WHAT IS ASKED →
Could you copy out the material below with every "drop a marker" changed to "place a point" and nothing else altered? Leave the pictures out of your copy.

TASK MATERIAL →
• • • • •

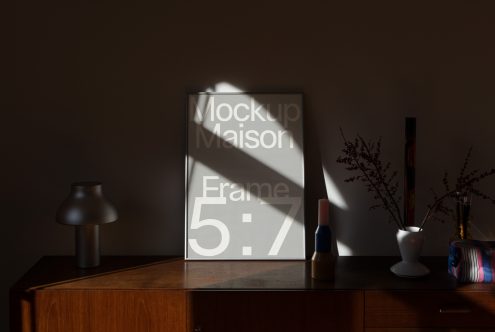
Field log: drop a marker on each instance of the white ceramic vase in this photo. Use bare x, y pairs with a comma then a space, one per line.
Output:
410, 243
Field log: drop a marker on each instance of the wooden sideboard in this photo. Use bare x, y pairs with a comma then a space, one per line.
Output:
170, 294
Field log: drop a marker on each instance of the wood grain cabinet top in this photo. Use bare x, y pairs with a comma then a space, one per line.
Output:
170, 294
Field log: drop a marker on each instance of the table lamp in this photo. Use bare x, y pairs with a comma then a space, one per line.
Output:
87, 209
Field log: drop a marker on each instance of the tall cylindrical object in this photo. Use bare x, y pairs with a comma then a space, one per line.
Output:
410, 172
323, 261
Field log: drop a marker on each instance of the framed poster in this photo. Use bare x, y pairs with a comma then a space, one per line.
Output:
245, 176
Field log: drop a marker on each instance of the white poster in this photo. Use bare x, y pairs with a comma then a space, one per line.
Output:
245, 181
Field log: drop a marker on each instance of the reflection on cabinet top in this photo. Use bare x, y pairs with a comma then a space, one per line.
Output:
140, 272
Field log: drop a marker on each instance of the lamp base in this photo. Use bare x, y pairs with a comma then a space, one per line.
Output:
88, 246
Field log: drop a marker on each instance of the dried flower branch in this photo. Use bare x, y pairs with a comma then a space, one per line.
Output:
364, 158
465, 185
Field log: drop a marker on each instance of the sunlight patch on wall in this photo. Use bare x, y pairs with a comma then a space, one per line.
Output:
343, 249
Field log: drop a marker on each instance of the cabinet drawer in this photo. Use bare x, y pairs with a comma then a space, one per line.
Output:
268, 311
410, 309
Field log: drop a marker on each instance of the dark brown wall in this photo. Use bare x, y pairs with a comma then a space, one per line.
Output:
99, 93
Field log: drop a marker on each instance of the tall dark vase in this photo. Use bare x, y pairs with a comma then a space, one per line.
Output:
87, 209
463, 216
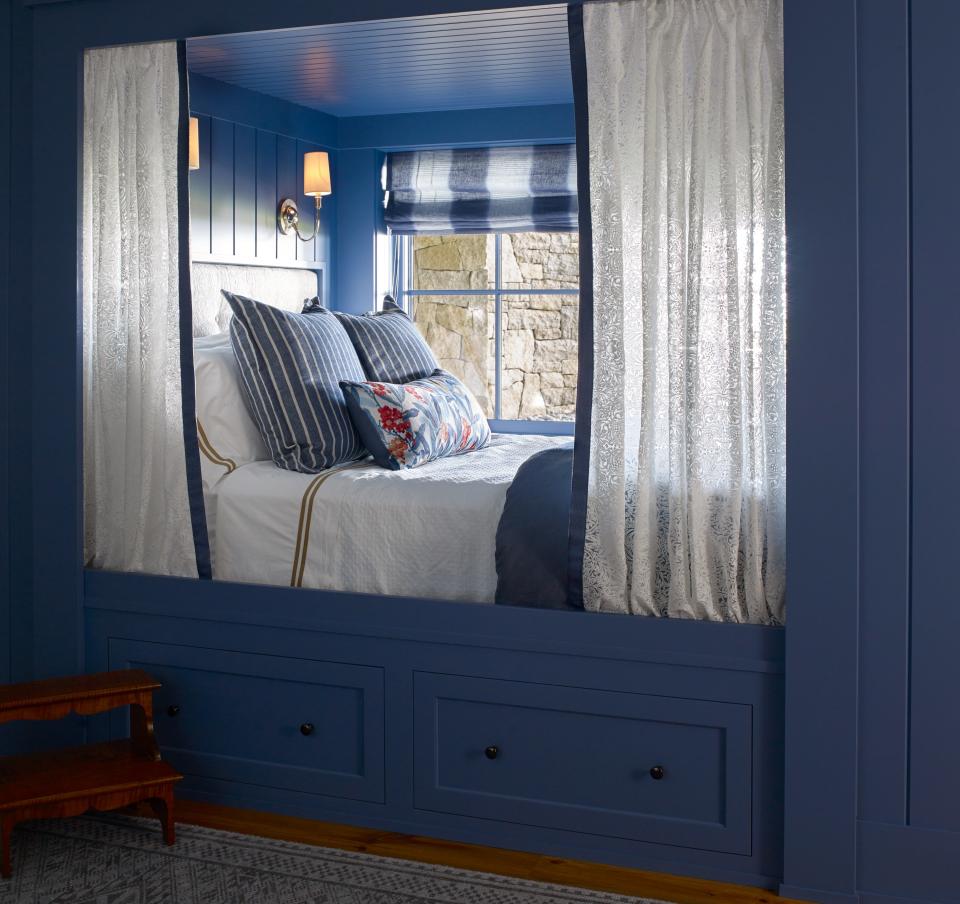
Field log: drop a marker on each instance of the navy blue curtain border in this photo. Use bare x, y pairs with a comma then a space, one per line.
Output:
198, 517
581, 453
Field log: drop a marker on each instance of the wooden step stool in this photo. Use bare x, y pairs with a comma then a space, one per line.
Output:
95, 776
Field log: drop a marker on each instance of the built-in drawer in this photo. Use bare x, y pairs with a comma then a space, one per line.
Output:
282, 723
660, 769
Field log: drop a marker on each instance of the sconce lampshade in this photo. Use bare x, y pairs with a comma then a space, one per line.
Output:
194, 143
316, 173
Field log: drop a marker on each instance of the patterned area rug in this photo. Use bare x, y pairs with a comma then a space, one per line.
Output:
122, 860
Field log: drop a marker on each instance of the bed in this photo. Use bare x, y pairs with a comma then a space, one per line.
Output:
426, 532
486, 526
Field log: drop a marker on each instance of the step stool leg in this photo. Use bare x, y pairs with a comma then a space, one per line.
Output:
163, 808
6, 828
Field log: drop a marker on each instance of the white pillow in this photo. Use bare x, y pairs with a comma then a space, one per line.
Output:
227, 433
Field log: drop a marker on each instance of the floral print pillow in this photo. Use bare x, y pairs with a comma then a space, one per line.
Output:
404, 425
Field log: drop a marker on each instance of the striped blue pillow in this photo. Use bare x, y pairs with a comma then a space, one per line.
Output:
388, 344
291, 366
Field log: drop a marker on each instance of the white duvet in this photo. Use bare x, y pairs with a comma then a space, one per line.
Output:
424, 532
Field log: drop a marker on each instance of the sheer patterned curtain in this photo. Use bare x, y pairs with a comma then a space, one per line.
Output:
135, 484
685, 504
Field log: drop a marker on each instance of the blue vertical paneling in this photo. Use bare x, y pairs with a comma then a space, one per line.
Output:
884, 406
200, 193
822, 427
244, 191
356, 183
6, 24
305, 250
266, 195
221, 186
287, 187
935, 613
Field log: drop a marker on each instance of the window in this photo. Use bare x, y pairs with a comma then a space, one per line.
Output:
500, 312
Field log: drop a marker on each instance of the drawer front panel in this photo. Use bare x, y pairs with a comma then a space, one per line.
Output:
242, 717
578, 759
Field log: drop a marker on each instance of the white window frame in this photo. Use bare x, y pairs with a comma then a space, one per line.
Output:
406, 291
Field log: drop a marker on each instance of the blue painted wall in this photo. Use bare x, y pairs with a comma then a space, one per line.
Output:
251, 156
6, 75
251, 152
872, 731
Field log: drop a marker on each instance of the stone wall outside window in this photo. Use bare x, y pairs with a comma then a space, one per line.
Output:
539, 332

• • • • •

EXERCISE ANSWER →
Field log: place a point on each instance of the white ceramic vase in this photo. Use bare x, y pairs with a comma then a space, one per line.
Output:
410, 243
Field log: place a point on each instance of the wooden sideboard in this photo. Use bare x, y pairs with a comma then a space, one per line.
Output:
170, 294
Field log: place a point on each instance of the wood grain cabinet top in this photo. Use bare x, y pairs with a comma then a space, one per line.
Output:
170, 294
Field log: place a point on each instance of the table lamp in this photo. Use bare x, y pairs with a comma then a space, one per line.
Output:
87, 209
Field log: place a point on each instance of the tall cylindrical object in this photo. Use bare x, y pairs with a comma then a space, one per line.
Output:
410, 172
323, 261
Field log: place a point on each instance of the framed poster in this photo. Use bare x, y pairs with a comma then a space, one per line.
Output:
245, 176
Field log: place a point on each instance of the white poster in this photo. Use bare x, y pairs with a comma then a space, one per line.
Output:
245, 181
Field log: place a point on each instance of the reflection on cabinet top in this photo. Use bare x, y pairs with a comma then a space, one per line.
Output:
140, 272
Field log: place a point on each instance of the lamp base in this photo. Use bare x, y pairs with a comma then a space, one per line.
Output:
88, 246
Field log: place a point on each instance of the dried flower branch in this photo. Use bare x, y pairs with a comma then a space, one per line.
Output:
364, 158
465, 185
Field log: place a point on each instance of the sunlight patch on wall in this photo. Use bare x, y pairs with a comma then a space, one per line.
Output:
343, 249
Field log: place a point on each instance of the cabinet drawer in this photo. Use bare x, y pairs with a comma then a space, one per line.
Output:
268, 311
410, 309
Field log: place a point on each instance of the dark brown wall in this photo. Use bare x, y pairs with a comma then a space, one per line.
Output:
99, 93
Field log: place a point on each instance of the tall dark vase in this photo. Use bare x, y pairs with a comma then a space, one per line.
Output:
87, 209
463, 216
Field log: place a point on each instance of the navy blue curtain border in this photo. Use bare x, y pairs with a comma then a space, one per line.
Output:
198, 517
581, 453
Field log: place a point on each instance of the wooden step stool in this photo. Use bare x, y pairs with a comma then a space, one per line.
Output:
95, 776
Field log: place a point on each instance of the built-in drawer in this photo. Use bare x, y pairs with a comma then a space, one per line.
Output:
282, 723
660, 769
Field log: place a point on each instance of the sconce lampshade in this photo. Use bare x, y pairs with a comma then a space, one per line.
Output:
194, 143
316, 173
Field log: place a point on each instance of the patterned area rug in this photo. Use bare x, y pairs with a comma then a space, one per line.
Output:
122, 860
Field log: place a point on each instance of the bed in this photo. Use bare x, y pairs with a comma then a space, one per line.
Output:
426, 532
486, 526
Field log: place a point on each instance of the step stool leg in this photo. Use bare x, y pairs with a comma then a space, one per line.
Output:
163, 808
6, 828
Field log: place a point on each instance of the white pillow in this photo. Use bare x, y pairs with a comma then a space, one per line.
Output:
227, 433
Field log: place a point on each instance of the floral print pillow in this photo. Use bare x, y pairs with a comma then a space, one per line.
Output:
404, 425
Field log: place a point on each instance of the striped blue pillow in this photo. Use bare x, y pairs with a comma then a space, one per line.
Output:
388, 344
291, 366
Field log: place a point on each instance of the white duvet in this photo. Use bare x, y pairs with a comma then a space, one per line.
Output:
424, 532
Field log: place a point on each instance of the sheer patterned curtain in this photo. Use bare x, y pairs with a comma then a space, one per line.
Output:
135, 484
685, 504
Field log: place a point on each instance of the blue vertical paneling in this photo. Use bare x, y pairs with a comma then a space, one per line.
Output:
884, 406
200, 193
822, 427
244, 191
356, 183
6, 24
305, 250
266, 195
221, 186
287, 187
935, 613
Field log: place a point on each instance of the window in this photo. Use bare x, y pairs with a comma then a space, one per line.
Output:
500, 312
Field log: place a point on each instance of the drawer front panel in this photo. Use bare x, y pairs with a comma then a space, one per line.
Output:
242, 717
578, 759
Field log: place a point on each instance of the white window frame in this photo. Use bare x, y pairs with a comma then a space, one per line.
Output:
406, 291
Field log: place a point on each instance of the blue painted wall in this photo. Use bare x, y pairs with a comma then a space, one per line.
Output:
251, 156
6, 75
251, 152
872, 731
Field log: place a point on each instance of the stone wall outside window in this photo. Use bare x, y pairs with a comma then a space, one per line.
Output:
539, 332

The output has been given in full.